Exercise 1 —
Answer these questions about the excerpt on the mysqli query error:
(a) What value does the first answer compare $sql against before the while loop?
(b) Where does the second answer suggest testing the printed SQL?
(c) What type does the last answer say the return value of mysql_query is?

Excerpt —
※

1. This error is thrown because the query was not executed correctly, before entering While(..) {...} , check the result returned:

if($sql === FALSE) {
    // Consulta falhou, parar aqui 
    die(mysqli_error());
}

Follow the below code

$sql = mysqli_query($conexao, "SELECT diasvip FROM login WHERE userid = '".$_POST['userid']."'");
if($sql === FALSE) { 
   die(mysqli_error());
}

while($exibe = mysqli_fetch_assoc($sql)){
  echo "<div class='alert alert-success' role='alert'>Dias Vip do Usuário: ".$exibe['diasvip']."</div>";  
}
mysqli_close($conexao);

 

  1. This error happens when your query returns an error, to debug it, create a variable with the sql print it, and test it directly on the database, also enable errors when executing the query with mysqli_error

$str_consulta = "SELECT diasvip FROM login WHERE userid = ".$_POST['userid']);
echo $str_consulta;
$sql = mysqli_query($conexao, $str_consulta)  or die(mysqli_error($db));

 

  1. The return value of mysql_query is a mixed type. It is a boolen value or a resource upon success for specific query types.

※

Records of labeled boxes
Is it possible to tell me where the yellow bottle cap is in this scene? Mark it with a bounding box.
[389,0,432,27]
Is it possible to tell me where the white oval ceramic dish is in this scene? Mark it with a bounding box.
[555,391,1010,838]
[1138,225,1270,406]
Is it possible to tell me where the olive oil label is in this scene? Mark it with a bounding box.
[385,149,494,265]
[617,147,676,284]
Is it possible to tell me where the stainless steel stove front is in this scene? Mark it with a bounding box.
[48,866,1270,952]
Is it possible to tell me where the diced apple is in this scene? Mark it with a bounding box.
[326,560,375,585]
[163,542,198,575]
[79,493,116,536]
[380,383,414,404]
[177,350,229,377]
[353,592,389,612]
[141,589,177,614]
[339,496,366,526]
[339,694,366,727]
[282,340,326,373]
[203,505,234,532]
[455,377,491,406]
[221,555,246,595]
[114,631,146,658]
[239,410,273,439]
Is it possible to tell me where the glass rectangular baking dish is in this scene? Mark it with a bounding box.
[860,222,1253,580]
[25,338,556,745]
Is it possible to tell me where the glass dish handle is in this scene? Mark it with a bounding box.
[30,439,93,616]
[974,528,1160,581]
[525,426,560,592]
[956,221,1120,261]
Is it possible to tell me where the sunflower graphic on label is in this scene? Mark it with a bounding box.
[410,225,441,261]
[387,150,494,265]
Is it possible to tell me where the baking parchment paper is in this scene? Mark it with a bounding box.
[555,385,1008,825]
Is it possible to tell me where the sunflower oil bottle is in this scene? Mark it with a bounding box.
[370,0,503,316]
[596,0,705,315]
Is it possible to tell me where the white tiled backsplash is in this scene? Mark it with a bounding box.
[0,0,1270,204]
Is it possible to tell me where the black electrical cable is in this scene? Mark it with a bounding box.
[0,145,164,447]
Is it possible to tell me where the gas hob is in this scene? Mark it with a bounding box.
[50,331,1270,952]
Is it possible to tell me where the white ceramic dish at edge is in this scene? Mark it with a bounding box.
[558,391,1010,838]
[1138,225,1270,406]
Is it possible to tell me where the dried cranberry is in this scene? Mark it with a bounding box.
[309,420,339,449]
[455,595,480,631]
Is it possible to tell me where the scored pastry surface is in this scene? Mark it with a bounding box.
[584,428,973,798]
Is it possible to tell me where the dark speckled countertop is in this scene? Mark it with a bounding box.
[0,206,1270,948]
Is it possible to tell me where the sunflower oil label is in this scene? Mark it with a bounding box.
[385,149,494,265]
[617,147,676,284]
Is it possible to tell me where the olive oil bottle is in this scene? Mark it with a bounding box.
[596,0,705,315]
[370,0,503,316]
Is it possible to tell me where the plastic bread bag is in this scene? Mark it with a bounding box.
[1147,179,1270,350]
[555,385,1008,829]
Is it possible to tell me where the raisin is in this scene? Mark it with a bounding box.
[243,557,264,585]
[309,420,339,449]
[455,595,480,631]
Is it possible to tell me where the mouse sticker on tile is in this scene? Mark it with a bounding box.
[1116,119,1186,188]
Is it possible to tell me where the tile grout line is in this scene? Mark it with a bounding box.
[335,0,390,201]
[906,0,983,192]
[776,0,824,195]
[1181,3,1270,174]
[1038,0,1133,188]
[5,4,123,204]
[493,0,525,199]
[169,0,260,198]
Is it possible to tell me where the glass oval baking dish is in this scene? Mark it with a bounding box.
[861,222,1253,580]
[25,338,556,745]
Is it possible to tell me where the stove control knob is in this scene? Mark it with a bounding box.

※

Exercise 2 — Locate each line of the records that holds the string "baking" and copy it.

Result 1 —
(a) FALSE
(b) Directly on the database
(c) A mixed type

Result 2 —
Is it possible to tell me where the glass rectangular baking dish is in this scene? Mark it with a bounding box.
Is it possible to tell me where the baking parchment paper is in this scene? Mark it with a bounding box.
Is it possible to tell me where the glass oval baking dish is in this scene? Mark it with a bounding box.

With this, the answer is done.